ENTRIES SUPPLIED:

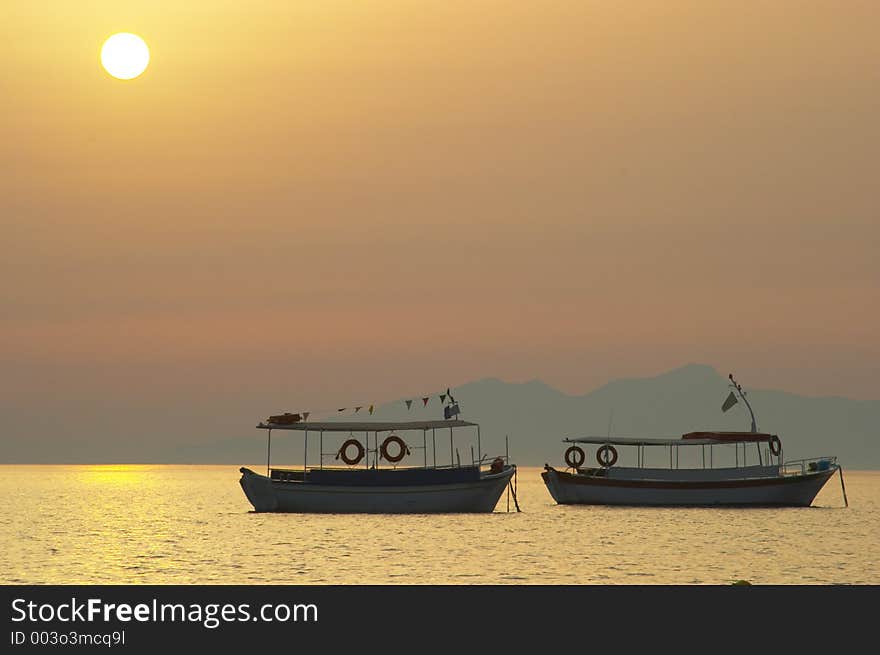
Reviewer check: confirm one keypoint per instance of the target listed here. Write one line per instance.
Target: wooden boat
(364, 484)
(765, 481)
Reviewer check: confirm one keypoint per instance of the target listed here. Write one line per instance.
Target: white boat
(765, 481)
(366, 485)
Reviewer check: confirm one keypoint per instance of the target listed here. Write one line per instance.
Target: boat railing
(810, 465)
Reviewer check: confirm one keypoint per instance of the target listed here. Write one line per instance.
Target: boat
(369, 480)
(765, 480)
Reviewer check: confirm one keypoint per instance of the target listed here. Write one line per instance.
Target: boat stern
(258, 489)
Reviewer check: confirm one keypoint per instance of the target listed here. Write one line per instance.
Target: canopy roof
(689, 439)
(365, 426)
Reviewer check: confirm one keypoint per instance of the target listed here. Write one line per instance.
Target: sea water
(158, 524)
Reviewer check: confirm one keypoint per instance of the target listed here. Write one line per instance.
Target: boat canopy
(730, 436)
(365, 426)
(689, 439)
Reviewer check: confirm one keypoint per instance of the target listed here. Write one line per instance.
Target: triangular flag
(729, 402)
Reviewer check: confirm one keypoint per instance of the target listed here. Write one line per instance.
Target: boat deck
(378, 477)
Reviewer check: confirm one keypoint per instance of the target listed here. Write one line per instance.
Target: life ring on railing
(606, 456)
(575, 456)
(401, 444)
(343, 452)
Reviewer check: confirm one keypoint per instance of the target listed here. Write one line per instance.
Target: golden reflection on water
(192, 524)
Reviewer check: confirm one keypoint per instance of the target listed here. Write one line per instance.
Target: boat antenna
(742, 394)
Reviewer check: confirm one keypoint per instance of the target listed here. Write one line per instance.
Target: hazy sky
(319, 203)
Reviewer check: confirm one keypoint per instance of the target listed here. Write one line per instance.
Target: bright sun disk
(125, 56)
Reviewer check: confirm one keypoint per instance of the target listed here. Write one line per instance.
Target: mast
(742, 394)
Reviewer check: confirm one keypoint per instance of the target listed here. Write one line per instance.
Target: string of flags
(288, 417)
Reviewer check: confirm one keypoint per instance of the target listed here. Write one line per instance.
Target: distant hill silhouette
(536, 417)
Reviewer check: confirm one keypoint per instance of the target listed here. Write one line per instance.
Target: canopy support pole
(451, 450)
(268, 452)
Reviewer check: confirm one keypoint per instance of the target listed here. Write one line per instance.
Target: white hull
(690, 490)
(481, 495)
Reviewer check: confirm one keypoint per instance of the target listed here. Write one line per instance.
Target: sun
(125, 56)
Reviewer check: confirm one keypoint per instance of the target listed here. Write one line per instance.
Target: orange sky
(332, 201)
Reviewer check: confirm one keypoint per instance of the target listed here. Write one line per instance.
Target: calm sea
(192, 524)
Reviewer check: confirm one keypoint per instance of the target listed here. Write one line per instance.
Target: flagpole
(742, 394)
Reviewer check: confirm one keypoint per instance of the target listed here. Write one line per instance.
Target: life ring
(401, 444)
(606, 456)
(575, 456)
(343, 452)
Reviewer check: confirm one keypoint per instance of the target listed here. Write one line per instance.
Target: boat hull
(481, 495)
(787, 491)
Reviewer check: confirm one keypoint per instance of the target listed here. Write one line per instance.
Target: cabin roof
(365, 426)
(688, 439)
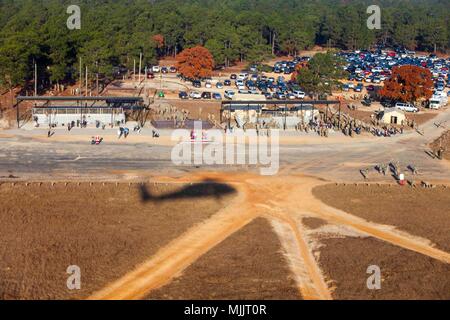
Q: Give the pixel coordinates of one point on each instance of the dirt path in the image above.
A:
(286, 199)
(180, 254)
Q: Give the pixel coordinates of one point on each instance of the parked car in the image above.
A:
(229, 94)
(408, 107)
(206, 95)
(359, 87)
(195, 95)
(299, 94)
(183, 95)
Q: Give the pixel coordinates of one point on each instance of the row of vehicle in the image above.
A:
(376, 66)
(197, 95)
(163, 69)
(230, 94)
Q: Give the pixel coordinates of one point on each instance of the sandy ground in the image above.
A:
(422, 212)
(404, 274)
(245, 266)
(125, 239)
(105, 230)
(444, 142)
(290, 201)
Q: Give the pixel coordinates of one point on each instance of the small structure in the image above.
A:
(284, 114)
(393, 116)
(78, 109)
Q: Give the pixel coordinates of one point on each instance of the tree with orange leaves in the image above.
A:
(159, 40)
(408, 84)
(196, 62)
(298, 67)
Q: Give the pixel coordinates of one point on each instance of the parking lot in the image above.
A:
(367, 72)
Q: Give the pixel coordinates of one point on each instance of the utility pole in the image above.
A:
(35, 79)
(140, 66)
(98, 90)
(81, 77)
(86, 81)
(134, 70)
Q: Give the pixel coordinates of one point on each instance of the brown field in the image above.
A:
(444, 142)
(404, 274)
(421, 212)
(105, 230)
(249, 265)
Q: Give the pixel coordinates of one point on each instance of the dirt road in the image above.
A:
(289, 201)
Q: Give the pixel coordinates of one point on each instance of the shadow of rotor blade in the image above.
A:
(206, 189)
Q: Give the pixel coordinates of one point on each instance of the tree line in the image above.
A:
(114, 33)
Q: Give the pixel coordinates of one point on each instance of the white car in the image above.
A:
(299, 94)
(195, 95)
(408, 107)
(242, 76)
(229, 94)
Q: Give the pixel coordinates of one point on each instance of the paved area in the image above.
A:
(338, 158)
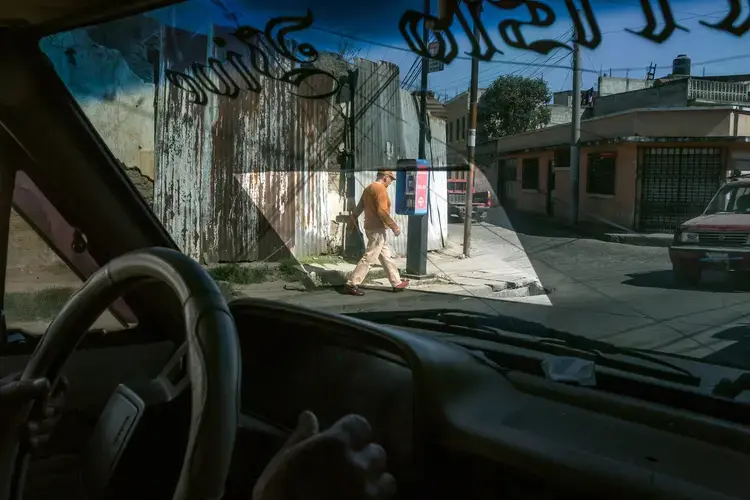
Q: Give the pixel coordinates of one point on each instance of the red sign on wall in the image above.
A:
(421, 191)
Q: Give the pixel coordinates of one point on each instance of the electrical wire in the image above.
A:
(512, 62)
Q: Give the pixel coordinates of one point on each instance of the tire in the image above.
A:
(684, 275)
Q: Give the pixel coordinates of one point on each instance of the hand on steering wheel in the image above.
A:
(213, 366)
(341, 462)
(15, 394)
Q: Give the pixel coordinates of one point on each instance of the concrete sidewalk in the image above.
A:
(499, 270)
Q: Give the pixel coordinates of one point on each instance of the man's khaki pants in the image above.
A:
(377, 250)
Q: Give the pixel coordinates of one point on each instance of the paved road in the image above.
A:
(609, 291)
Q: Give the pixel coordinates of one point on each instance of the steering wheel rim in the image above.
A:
(213, 363)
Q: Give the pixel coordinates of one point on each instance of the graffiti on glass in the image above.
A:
(262, 46)
(586, 30)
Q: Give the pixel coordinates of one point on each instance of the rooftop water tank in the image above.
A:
(681, 65)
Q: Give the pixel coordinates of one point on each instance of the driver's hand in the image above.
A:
(340, 463)
(15, 394)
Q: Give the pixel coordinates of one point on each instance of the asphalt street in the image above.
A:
(613, 292)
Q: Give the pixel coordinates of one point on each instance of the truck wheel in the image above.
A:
(686, 275)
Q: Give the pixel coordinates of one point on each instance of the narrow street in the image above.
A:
(625, 295)
(619, 293)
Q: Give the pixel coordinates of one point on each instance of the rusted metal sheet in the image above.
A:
(245, 179)
(179, 147)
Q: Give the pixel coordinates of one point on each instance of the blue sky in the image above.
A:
(372, 27)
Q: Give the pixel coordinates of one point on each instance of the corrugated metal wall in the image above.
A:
(387, 129)
(242, 179)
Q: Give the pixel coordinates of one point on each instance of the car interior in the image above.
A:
(190, 397)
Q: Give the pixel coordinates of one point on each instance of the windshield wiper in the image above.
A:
(534, 336)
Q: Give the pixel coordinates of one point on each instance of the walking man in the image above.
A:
(376, 205)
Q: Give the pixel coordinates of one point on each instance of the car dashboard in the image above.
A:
(455, 423)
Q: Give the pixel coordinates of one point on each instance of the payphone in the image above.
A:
(412, 186)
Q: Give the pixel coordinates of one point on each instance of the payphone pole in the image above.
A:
(472, 139)
(416, 245)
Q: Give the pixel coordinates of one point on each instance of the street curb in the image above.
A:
(640, 240)
(635, 239)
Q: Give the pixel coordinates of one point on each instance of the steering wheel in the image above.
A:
(213, 364)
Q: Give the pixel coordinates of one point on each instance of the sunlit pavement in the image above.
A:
(619, 293)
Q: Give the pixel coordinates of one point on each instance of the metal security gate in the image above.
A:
(676, 185)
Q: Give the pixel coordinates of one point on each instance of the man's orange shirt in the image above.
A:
(376, 205)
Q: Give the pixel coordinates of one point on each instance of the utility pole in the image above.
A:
(575, 136)
(472, 136)
(416, 244)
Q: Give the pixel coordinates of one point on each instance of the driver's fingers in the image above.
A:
(373, 459)
(382, 488)
(354, 430)
(36, 442)
(23, 391)
(39, 427)
(61, 387)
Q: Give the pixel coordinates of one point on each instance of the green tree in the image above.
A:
(512, 105)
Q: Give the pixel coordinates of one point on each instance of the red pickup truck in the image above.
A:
(717, 239)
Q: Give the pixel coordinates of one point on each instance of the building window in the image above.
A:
(600, 174)
(562, 158)
(530, 173)
(507, 169)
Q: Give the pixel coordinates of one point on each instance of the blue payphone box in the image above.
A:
(412, 187)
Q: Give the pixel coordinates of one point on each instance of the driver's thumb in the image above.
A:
(307, 427)
(23, 391)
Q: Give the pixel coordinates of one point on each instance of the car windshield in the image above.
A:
(732, 198)
(288, 145)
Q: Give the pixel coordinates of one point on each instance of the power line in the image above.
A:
(511, 62)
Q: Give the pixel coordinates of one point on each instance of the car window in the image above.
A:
(37, 280)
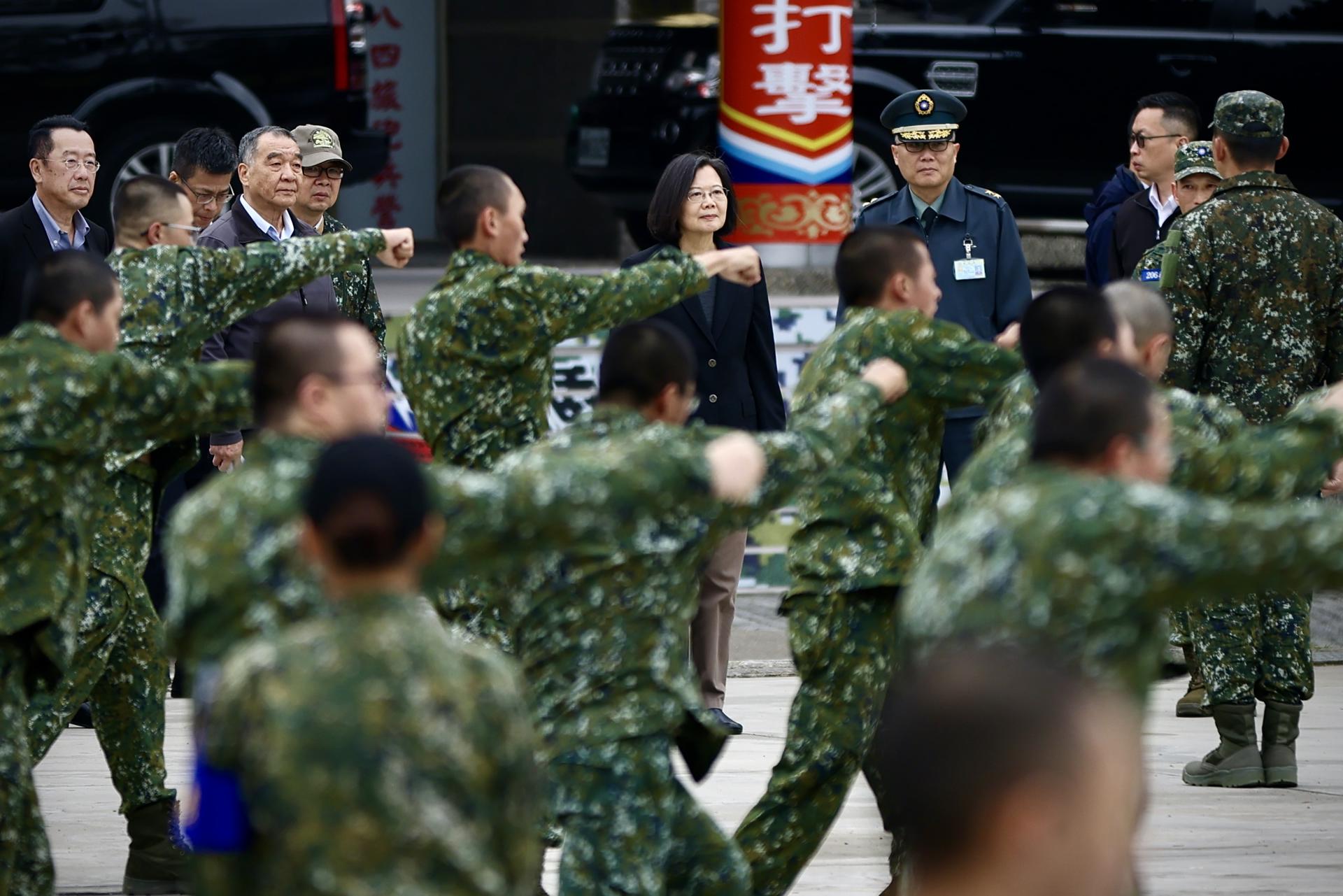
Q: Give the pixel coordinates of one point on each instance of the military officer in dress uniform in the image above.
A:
(970, 232)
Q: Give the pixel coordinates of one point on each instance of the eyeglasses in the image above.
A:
(335, 172)
(73, 164)
(1142, 138)
(194, 232)
(915, 147)
(204, 197)
(697, 197)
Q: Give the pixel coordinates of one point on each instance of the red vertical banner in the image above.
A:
(786, 118)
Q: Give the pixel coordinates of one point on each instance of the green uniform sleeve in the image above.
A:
(222, 285)
(955, 369)
(539, 503)
(1276, 461)
(134, 402)
(817, 439)
(1185, 284)
(578, 304)
(1239, 548)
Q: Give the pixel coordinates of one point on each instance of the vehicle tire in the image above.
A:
(137, 148)
(637, 223)
(874, 172)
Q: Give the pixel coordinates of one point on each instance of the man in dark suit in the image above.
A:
(64, 167)
(269, 167)
(731, 329)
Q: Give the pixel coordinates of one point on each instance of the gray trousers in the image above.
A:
(711, 630)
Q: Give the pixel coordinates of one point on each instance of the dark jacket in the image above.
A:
(22, 243)
(1135, 232)
(1100, 220)
(235, 227)
(738, 371)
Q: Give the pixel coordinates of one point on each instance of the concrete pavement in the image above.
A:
(1194, 841)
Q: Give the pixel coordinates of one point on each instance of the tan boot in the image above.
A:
(1281, 726)
(1192, 704)
(1236, 762)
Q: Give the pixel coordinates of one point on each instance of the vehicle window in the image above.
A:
(1127, 14)
(31, 7)
(927, 11)
(1298, 15)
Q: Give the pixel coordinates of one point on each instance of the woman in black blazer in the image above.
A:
(738, 374)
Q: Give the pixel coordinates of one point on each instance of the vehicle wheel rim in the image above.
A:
(872, 176)
(155, 159)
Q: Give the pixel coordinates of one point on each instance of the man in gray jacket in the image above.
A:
(269, 169)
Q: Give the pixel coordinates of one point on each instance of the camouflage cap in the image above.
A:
(1195, 159)
(1248, 113)
(318, 145)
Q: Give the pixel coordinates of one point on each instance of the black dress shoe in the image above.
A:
(83, 718)
(734, 727)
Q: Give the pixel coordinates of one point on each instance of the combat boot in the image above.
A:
(1192, 704)
(157, 862)
(1236, 762)
(1281, 726)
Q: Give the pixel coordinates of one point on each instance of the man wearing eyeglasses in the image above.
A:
(65, 169)
(203, 164)
(176, 296)
(970, 233)
(319, 188)
(270, 171)
(1163, 122)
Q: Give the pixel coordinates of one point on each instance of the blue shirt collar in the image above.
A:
(265, 226)
(55, 236)
(953, 203)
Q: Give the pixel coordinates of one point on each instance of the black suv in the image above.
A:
(144, 71)
(1049, 86)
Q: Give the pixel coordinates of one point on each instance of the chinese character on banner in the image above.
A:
(786, 118)
(386, 57)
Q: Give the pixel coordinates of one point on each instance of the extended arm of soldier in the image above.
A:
(134, 402)
(537, 503)
(818, 439)
(1185, 287)
(235, 283)
(1195, 547)
(576, 304)
(955, 369)
(1276, 461)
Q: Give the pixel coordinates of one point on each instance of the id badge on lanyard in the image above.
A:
(969, 268)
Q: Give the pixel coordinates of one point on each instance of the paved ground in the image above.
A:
(1194, 841)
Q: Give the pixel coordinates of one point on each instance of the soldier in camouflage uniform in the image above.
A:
(66, 401)
(1083, 554)
(1216, 452)
(369, 753)
(319, 188)
(862, 527)
(1256, 287)
(232, 559)
(604, 641)
(175, 299)
(1068, 322)
(1195, 182)
(476, 356)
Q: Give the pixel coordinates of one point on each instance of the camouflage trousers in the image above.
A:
(632, 829)
(24, 853)
(121, 669)
(1256, 646)
(844, 648)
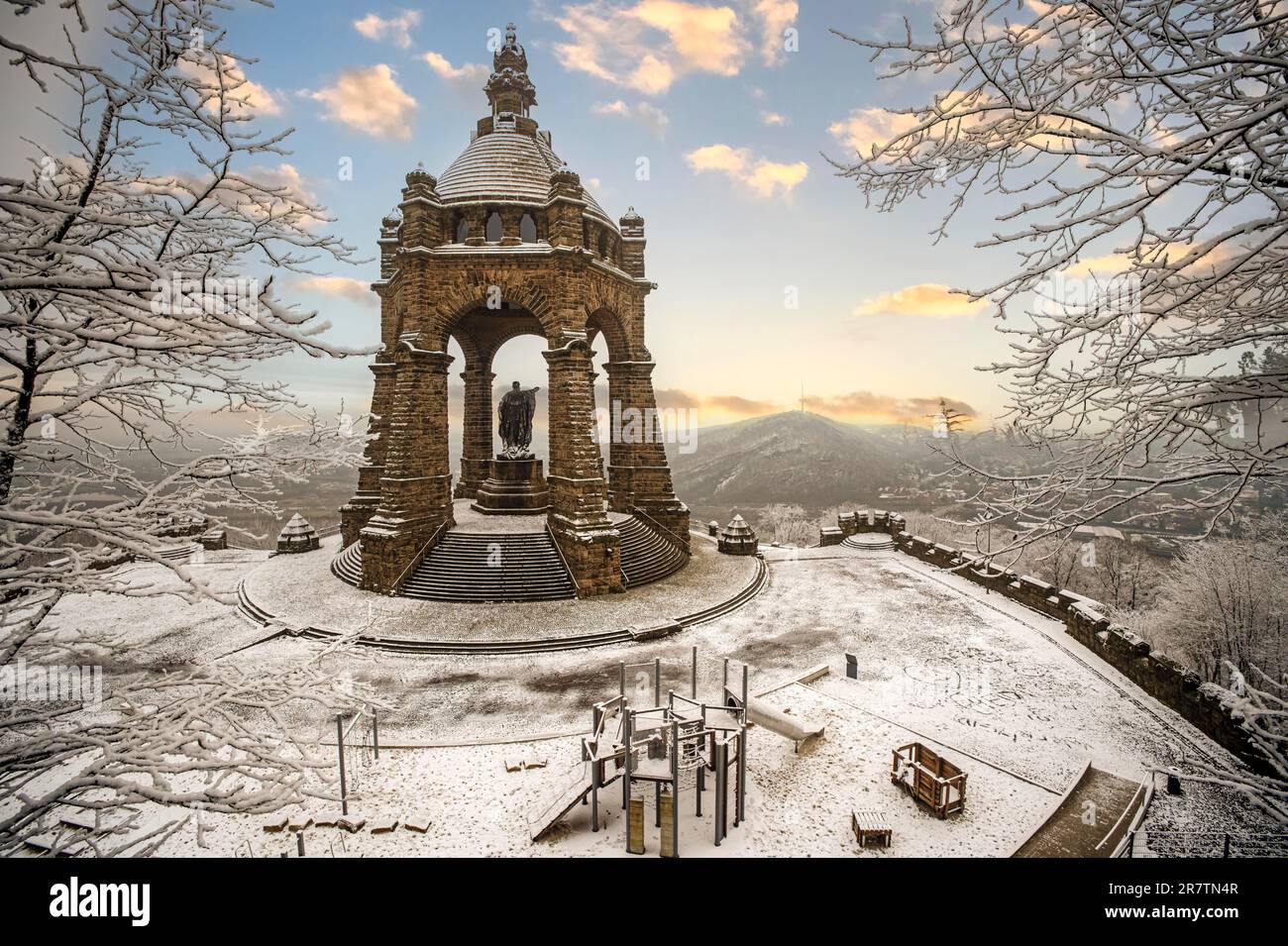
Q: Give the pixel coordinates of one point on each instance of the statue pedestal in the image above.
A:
(514, 488)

EXERCISE OBJECTIVE:
In the material above, find the lines that contain "wheel" and show them.

RESPONSE TO THE EXERCISE:
Q: Give the pixel coordinates of one point on each instance of the hand on steering wheel in the image above.
Q: Give the pixel coordinates of one point on each instance of the steering wheel rim in the image above.
Q: Give the pixel coordinates of one point on each instance of the truck wheel in the image above.
Q: Give the pixel coordinates of one point on each instance of the steering wheel in the image above.
Q: Give the pixel coordinates of one point on each instance of the vehicle wheel rim in the image above.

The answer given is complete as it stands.